**** DOCUMENT SEGMENT ****

If we want to compete with China, we have to make sure that we have the infrastructure, the broadband so our businesses can grow, our kids can learn. This is so important for us to be able to out-compete China for these jobs of the future, put money in people's pockets, and it is clear that we were the ones that pushed this.

I love to hear some of these Republicans, Lawrence, oh, it took so long for us to do it, it took so long for us to do it. They never did it. You know, four years of infrastructure week. They never did it.

You know, I'm running for the Senate, Lawrence, people can go to Tim for Ohio,, and send a contribution because we need to do more.

We are only taking care of about 3,000 bridges and we have about 40,000 in the country that aren't even close to being where they need to be. China is spending 7 percent to 9 percent of their GDP on their infrastructure. We just had a big fight about maybe spending 1 percent.

So we have a long way to go. But you are right, it is important that we let people know that it was the Democrats and President Biden and Democrats in the Senate and only 13 Republicans in the House voted for this. We got it done and the American people are going to be better off for it.

O'DONNELL: Congressman Tim Ryan, thank you very much for joining us tonight.

RYAN: Thanks, Lawrence.

O'DONNELL: Thank you.

And coming up, two of the co-sponsors of a new House resolution to censure Congressman Paul Gosar will join us next.




REP. ADAM SCHIFF (D-CA): Well, he has no business being in Congress. He should have never been elected. He doesn't belong there. And, you know, sadly the Republican conference is now characterized by numerous kooks and dangerous cranks of which he is one.

**** GIVEN RECORDS ****

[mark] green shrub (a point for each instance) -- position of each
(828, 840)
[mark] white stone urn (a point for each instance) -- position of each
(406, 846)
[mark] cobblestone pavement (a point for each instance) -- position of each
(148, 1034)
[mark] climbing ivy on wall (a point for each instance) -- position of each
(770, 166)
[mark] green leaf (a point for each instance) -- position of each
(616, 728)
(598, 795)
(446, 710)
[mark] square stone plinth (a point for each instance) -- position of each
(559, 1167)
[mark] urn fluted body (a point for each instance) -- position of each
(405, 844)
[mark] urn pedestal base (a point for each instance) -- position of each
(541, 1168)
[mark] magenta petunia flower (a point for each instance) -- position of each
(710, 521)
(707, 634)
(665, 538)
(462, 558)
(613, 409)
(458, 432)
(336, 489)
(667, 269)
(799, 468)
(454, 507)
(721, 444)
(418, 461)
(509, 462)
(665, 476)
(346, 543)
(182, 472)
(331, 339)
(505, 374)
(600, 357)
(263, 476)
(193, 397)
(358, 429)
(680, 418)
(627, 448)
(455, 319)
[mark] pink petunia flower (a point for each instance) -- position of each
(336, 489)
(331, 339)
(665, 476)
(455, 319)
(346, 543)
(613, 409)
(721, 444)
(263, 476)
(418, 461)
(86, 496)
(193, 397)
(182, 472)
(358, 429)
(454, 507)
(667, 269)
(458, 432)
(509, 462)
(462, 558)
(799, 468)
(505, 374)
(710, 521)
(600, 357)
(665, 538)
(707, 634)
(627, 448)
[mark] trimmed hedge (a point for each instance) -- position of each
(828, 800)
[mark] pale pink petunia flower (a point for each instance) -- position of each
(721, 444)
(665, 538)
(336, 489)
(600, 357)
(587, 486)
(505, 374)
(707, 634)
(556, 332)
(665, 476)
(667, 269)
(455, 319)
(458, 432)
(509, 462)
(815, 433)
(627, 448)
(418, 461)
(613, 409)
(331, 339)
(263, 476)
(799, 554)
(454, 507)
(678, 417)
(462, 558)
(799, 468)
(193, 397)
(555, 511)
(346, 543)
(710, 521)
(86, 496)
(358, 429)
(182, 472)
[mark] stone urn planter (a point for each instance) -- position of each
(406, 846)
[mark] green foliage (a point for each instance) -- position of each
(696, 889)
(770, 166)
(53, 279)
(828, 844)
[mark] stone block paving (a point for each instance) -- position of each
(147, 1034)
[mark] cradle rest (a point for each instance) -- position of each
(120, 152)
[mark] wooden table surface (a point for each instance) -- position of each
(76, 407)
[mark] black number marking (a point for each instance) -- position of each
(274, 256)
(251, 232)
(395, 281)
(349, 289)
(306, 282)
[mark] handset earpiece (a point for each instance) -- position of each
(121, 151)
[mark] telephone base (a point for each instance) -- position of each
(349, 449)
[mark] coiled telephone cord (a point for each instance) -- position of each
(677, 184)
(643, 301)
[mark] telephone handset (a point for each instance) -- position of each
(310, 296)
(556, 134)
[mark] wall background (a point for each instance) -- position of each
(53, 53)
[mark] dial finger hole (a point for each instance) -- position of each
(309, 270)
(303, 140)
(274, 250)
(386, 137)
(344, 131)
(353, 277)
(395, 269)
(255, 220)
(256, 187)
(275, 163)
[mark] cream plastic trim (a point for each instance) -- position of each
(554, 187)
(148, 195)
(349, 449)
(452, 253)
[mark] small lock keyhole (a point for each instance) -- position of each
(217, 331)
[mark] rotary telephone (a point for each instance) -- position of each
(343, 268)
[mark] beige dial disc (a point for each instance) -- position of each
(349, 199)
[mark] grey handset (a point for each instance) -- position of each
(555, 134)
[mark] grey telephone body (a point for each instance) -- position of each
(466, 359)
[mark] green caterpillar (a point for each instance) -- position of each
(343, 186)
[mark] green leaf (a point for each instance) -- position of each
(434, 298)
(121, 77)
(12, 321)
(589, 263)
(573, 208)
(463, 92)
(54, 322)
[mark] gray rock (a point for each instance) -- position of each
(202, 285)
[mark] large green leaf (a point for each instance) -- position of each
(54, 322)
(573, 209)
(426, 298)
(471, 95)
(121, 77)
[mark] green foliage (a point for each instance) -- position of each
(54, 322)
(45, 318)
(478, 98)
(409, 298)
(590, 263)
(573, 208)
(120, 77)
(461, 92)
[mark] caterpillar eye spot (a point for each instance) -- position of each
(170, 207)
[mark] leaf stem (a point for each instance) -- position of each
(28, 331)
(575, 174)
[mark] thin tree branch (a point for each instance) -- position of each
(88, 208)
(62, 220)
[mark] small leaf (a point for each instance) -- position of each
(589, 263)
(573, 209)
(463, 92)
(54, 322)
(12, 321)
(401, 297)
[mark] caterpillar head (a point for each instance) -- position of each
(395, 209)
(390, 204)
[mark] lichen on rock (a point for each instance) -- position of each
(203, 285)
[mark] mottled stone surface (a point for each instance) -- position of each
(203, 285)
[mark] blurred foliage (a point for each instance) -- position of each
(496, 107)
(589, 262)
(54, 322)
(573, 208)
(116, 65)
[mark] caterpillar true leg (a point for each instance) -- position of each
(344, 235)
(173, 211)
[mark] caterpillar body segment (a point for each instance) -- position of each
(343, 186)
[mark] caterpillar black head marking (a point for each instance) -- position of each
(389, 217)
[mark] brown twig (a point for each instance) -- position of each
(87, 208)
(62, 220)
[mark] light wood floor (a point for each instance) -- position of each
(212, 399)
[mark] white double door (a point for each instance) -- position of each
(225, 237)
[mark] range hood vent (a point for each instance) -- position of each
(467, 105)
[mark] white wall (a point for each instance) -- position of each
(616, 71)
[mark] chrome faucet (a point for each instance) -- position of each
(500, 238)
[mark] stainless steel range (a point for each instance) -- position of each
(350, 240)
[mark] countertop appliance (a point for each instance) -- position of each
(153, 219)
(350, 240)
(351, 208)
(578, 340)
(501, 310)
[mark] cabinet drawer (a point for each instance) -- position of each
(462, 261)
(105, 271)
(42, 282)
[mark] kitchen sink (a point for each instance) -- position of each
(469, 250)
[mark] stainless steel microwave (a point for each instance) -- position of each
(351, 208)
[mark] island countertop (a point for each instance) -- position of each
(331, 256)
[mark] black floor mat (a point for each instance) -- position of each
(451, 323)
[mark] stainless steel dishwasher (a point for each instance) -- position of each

****

**EXERCISES**:
• 1. In the infrastructure transcript, what share of its GDP is China said to spend on its infrastructure?
• 2. Please pick up the infrastructure transcript after its last sentence and continue it.
The entries above come from a separate source and have nothing to do with the infrastructure transcript.

**RESPONSE LIST**:
• 1. 7 percent to 9 percent

• 2.
O'DONNELL: He is talking, of course, about Republican Congressman Paul Gosar.

Tonight. a group of House Democrats announced they will introduce a resolution to censure Paul Gosar after he posted an animated video of him assassinating Congresswoman Alexandria Ocasio-Cortez and attacking President Biden.

The co-sponsors of the censure resolution against Paul Gosar said in a statement tonight: For a member of Congress to post a manipulated video on his social media accounts depicting himself killing Representative Alexandria Ocasio-Cortez and attacking President Biden is a clear-cut case for censure. For that member to post such a video on his official Instagram account and use his official congressional resources in the House of Representatives to further violence against elected officials goes beyond the pale.

Joining us now are two of the house Democrats co-sponsoring that censure of Paul Gosar, Democratic Congresswoman Brenda Lawrence of Michigan and Congresswoman Debbie Wasserman-Schultz of Florida.

Representative Lawrence, let me begin with you. What brought you to the point of demanding censure?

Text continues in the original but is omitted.